• **Work request**
How do the lines below between the ones holding "Target: truck shadow" and "of the gravel", inclusive, read? Give them again exactly, with no other lines.
━━ Dataset entries
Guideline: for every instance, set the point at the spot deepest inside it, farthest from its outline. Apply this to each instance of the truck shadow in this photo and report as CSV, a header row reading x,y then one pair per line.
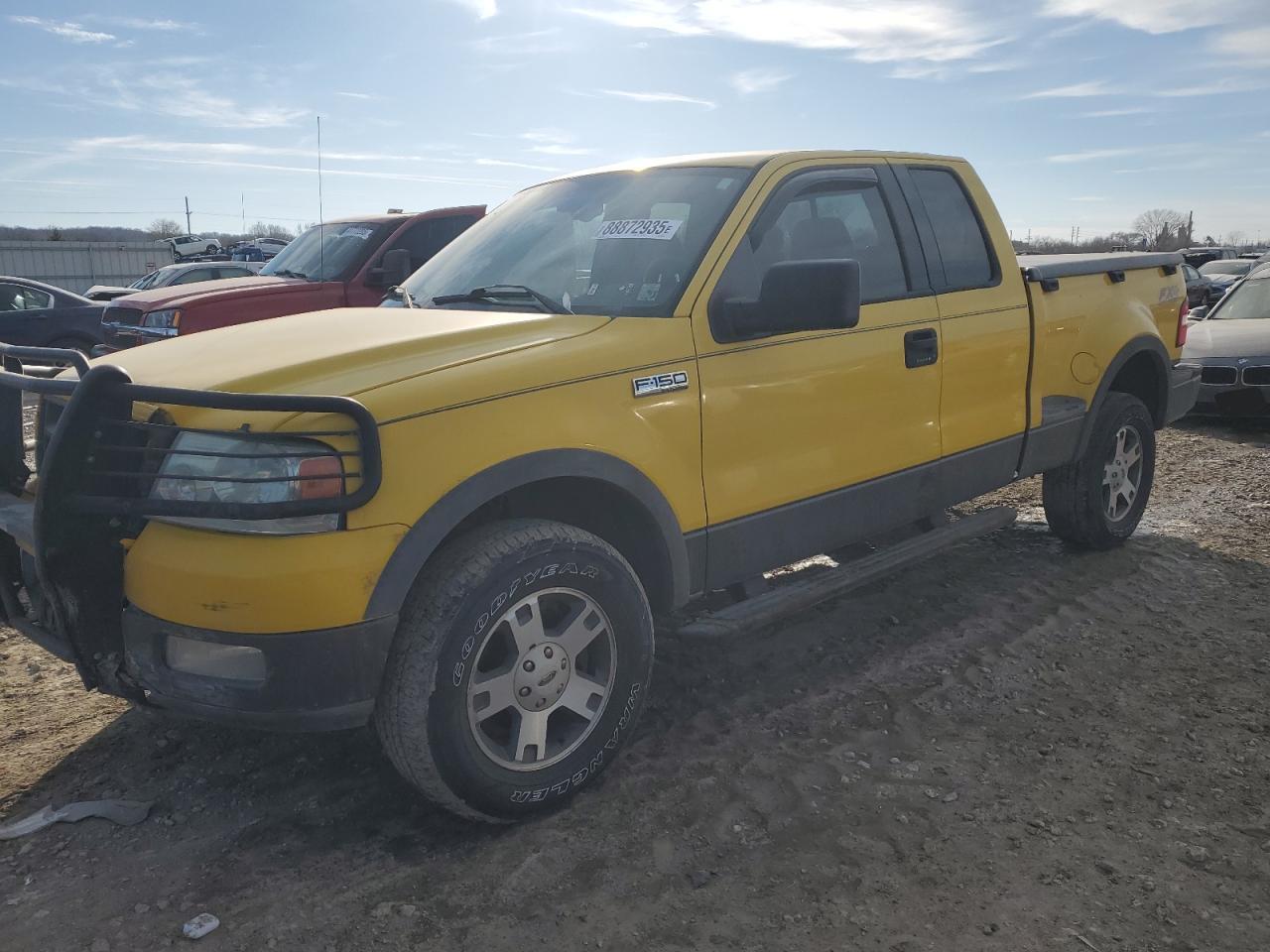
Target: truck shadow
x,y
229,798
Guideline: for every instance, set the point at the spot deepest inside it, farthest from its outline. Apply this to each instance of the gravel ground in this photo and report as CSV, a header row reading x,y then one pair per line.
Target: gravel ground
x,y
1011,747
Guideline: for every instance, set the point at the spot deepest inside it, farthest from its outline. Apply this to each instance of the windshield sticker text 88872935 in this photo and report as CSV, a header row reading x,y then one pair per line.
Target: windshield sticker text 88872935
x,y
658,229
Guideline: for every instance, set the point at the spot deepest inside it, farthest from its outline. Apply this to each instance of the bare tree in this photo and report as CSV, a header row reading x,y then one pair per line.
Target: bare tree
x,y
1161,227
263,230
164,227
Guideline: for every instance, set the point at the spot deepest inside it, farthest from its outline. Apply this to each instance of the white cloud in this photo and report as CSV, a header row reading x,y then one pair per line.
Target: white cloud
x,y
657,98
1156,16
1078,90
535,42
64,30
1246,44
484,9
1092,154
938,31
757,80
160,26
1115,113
━━━━
━━ Dataset entries
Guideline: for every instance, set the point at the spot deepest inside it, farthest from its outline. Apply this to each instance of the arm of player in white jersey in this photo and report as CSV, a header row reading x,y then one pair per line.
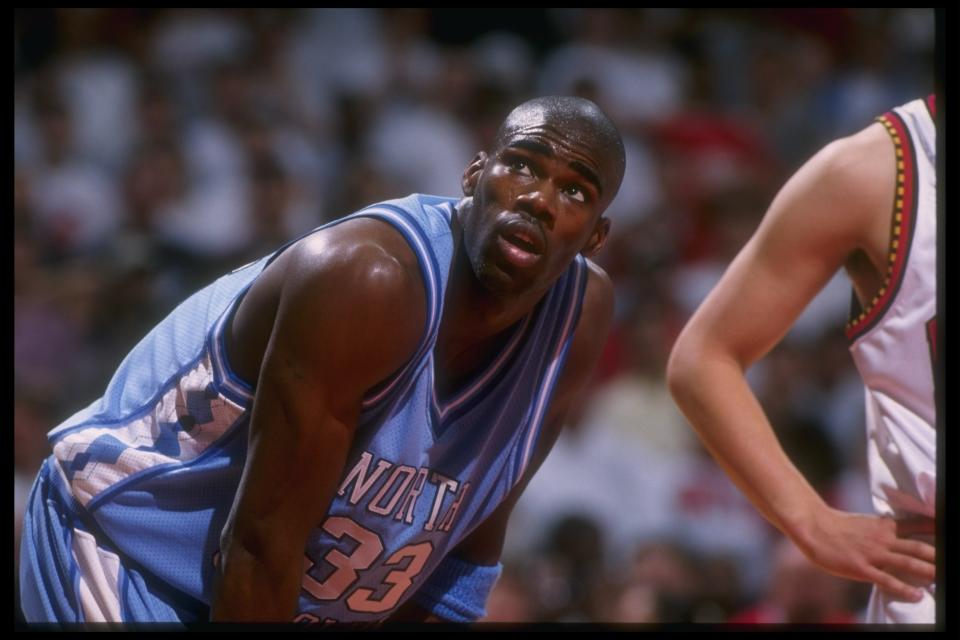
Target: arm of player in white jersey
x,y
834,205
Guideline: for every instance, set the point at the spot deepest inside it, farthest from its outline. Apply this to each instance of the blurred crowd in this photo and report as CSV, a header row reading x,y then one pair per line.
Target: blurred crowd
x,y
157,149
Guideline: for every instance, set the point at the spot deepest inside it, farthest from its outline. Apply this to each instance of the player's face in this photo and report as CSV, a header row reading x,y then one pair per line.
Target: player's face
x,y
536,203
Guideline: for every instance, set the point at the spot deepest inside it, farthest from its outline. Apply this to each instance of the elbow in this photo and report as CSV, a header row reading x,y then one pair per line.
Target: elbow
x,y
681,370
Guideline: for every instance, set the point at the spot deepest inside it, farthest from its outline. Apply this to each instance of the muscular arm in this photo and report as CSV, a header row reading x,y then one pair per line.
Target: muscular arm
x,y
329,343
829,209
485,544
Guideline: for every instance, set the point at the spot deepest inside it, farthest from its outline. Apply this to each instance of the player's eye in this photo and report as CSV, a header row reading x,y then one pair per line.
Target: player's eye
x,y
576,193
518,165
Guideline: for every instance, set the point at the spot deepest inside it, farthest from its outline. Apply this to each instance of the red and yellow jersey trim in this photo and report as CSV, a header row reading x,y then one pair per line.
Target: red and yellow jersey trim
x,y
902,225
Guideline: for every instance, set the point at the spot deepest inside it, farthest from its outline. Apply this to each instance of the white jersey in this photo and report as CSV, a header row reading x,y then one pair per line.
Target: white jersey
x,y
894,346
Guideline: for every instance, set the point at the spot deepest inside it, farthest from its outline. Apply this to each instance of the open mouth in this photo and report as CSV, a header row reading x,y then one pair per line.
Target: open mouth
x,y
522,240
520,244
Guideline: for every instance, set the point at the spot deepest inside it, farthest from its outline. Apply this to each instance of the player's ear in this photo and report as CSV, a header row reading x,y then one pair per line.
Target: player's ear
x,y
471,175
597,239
━━━━
• **Solution to the exercise**
Target: truck shadow
x,y
229,798
Guideline: for every instance, set the point at the spot deepest inside it, farthest from its outline. Apply this to each instance of the gravel ground in this photo and report as CSV, a header row reading x,y then one pair per line.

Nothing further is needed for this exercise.